Point-based annotation data
···
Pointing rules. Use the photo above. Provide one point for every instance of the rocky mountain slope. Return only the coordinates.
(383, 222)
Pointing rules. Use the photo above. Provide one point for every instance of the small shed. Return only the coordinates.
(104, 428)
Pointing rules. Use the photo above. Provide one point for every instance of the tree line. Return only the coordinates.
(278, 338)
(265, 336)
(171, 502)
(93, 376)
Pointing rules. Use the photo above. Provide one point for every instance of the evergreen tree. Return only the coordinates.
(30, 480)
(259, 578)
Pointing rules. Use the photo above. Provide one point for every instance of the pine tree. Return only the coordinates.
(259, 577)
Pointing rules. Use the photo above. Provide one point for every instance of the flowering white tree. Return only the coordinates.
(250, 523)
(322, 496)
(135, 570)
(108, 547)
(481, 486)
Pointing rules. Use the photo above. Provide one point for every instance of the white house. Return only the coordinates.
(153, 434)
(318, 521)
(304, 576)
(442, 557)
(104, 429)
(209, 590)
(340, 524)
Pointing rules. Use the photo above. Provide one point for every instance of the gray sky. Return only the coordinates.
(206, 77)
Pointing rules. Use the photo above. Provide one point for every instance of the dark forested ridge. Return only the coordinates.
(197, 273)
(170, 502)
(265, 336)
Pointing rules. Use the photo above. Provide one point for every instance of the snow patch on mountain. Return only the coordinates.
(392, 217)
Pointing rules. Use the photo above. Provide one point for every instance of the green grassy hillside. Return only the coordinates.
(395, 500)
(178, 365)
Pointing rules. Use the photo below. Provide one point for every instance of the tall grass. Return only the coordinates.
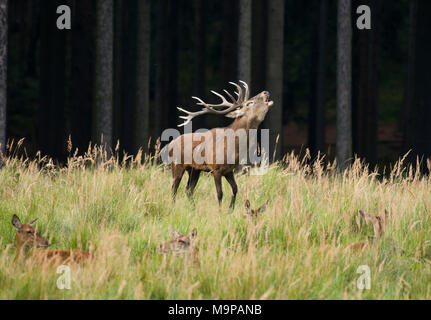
(121, 211)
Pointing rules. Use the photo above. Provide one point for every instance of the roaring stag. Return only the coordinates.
(217, 150)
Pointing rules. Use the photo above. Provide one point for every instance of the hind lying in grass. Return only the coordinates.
(27, 238)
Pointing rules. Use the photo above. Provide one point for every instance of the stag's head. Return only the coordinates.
(252, 110)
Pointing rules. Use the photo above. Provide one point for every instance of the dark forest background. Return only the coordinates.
(125, 66)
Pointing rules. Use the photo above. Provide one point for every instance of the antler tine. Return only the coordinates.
(211, 108)
(247, 91)
(239, 91)
(230, 96)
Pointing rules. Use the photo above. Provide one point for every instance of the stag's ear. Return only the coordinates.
(236, 114)
(33, 222)
(16, 222)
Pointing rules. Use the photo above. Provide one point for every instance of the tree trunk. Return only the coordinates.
(274, 76)
(172, 63)
(244, 41)
(3, 72)
(344, 85)
(160, 119)
(103, 88)
(421, 105)
(128, 84)
(52, 134)
(365, 92)
(199, 68)
(258, 46)
(142, 76)
(82, 73)
(316, 130)
(407, 114)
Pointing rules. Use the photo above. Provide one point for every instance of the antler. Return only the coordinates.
(211, 108)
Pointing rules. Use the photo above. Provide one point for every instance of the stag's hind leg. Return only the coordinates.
(217, 180)
(193, 180)
(177, 174)
(231, 179)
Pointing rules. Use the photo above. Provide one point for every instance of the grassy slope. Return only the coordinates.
(296, 250)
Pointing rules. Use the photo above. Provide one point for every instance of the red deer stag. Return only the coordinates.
(215, 144)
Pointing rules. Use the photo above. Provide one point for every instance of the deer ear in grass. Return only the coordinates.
(16, 222)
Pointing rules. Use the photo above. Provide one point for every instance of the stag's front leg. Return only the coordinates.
(177, 174)
(217, 180)
(231, 179)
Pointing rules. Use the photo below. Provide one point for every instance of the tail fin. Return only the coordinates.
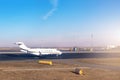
(22, 45)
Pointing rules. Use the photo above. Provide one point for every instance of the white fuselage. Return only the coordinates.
(43, 51)
(38, 51)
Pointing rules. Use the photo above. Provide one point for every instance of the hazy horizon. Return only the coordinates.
(60, 23)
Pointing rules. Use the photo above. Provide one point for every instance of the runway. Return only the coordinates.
(66, 58)
(9, 56)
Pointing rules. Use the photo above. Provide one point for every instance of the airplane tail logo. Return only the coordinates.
(22, 45)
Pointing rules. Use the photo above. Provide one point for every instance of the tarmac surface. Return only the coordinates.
(8, 56)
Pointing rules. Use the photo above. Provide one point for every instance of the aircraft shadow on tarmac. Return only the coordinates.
(23, 56)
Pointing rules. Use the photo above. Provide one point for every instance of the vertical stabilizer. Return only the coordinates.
(22, 45)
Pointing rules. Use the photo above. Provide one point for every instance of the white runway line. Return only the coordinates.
(44, 69)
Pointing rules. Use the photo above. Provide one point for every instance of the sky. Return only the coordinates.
(60, 23)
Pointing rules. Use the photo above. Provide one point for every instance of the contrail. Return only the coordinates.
(50, 13)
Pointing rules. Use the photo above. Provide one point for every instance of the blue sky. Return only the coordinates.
(57, 23)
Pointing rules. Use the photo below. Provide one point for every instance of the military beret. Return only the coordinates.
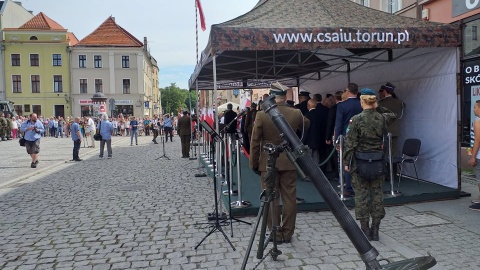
(367, 91)
(278, 89)
(390, 85)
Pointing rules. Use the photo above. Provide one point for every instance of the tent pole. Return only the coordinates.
(216, 119)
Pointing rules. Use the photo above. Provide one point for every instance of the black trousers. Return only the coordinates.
(76, 149)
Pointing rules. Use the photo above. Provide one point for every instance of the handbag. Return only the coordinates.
(22, 142)
(371, 163)
(97, 136)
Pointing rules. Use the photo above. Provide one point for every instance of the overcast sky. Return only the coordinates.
(169, 25)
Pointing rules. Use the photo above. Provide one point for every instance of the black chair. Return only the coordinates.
(410, 152)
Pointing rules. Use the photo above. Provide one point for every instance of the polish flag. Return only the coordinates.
(202, 16)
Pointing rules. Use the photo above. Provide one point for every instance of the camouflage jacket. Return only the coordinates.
(365, 132)
(3, 122)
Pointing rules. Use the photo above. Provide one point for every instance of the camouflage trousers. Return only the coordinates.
(368, 197)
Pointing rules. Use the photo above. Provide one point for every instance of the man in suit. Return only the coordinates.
(185, 131)
(345, 111)
(315, 136)
(329, 131)
(264, 131)
(303, 98)
(396, 106)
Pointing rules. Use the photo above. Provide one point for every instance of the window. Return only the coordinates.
(57, 60)
(364, 3)
(37, 109)
(34, 60)
(35, 83)
(15, 60)
(57, 84)
(17, 83)
(97, 61)
(82, 61)
(98, 85)
(126, 86)
(125, 61)
(83, 86)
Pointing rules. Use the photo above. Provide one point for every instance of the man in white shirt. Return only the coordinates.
(90, 130)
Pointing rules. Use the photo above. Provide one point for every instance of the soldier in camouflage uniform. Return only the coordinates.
(9, 126)
(366, 133)
(3, 127)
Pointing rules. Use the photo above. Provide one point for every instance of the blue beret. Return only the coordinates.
(278, 89)
(367, 91)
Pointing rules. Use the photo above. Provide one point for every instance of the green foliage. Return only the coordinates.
(173, 98)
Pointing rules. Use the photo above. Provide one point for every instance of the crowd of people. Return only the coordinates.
(360, 117)
(84, 129)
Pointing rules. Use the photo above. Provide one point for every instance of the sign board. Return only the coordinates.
(471, 85)
(123, 102)
(85, 102)
(463, 6)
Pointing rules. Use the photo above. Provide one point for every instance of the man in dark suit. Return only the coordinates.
(264, 131)
(315, 136)
(329, 131)
(303, 98)
(395, 105)
(185, 131)
(229, 115)
(345, 111)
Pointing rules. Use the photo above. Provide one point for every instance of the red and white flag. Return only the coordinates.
(202, 17)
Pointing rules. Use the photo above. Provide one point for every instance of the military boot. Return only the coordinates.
(375, 228)
(365, 226)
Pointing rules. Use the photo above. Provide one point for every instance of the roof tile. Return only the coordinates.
(109, 33)
(42, 21)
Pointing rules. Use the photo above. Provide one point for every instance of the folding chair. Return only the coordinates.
(410, 152)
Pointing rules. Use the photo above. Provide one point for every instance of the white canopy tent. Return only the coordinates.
(426, 81)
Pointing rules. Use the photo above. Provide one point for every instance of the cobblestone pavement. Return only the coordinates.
(136, 212)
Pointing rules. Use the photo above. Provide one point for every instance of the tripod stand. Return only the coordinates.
(216, 226)
(163, 147)
(267, 197)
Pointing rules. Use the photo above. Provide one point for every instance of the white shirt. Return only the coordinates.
(90, 125)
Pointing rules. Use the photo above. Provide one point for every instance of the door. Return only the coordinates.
(59, 111)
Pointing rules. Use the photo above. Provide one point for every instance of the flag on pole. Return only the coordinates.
(202, 17)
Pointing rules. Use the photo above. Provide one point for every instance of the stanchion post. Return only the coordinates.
(240, 203)
(340, 171)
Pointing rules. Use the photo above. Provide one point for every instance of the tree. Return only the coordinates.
(173, 98)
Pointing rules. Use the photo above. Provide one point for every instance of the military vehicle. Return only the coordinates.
···
**What you will do**:
Revise the items above from the line that contains "the tree. Return only the coordinates." through the end, changing "Pointing rules" to "Annotation rules" and keeping everything else the same.

**Solution for this exercise**:
Annotation rules. Use the photo above. Provide one point for every instance of the tree. Return only the coordinates.
(173, 98)
Annotation rules. Use the photo above. Provide one point for every instance of the military vehicle. Return only the coordinates.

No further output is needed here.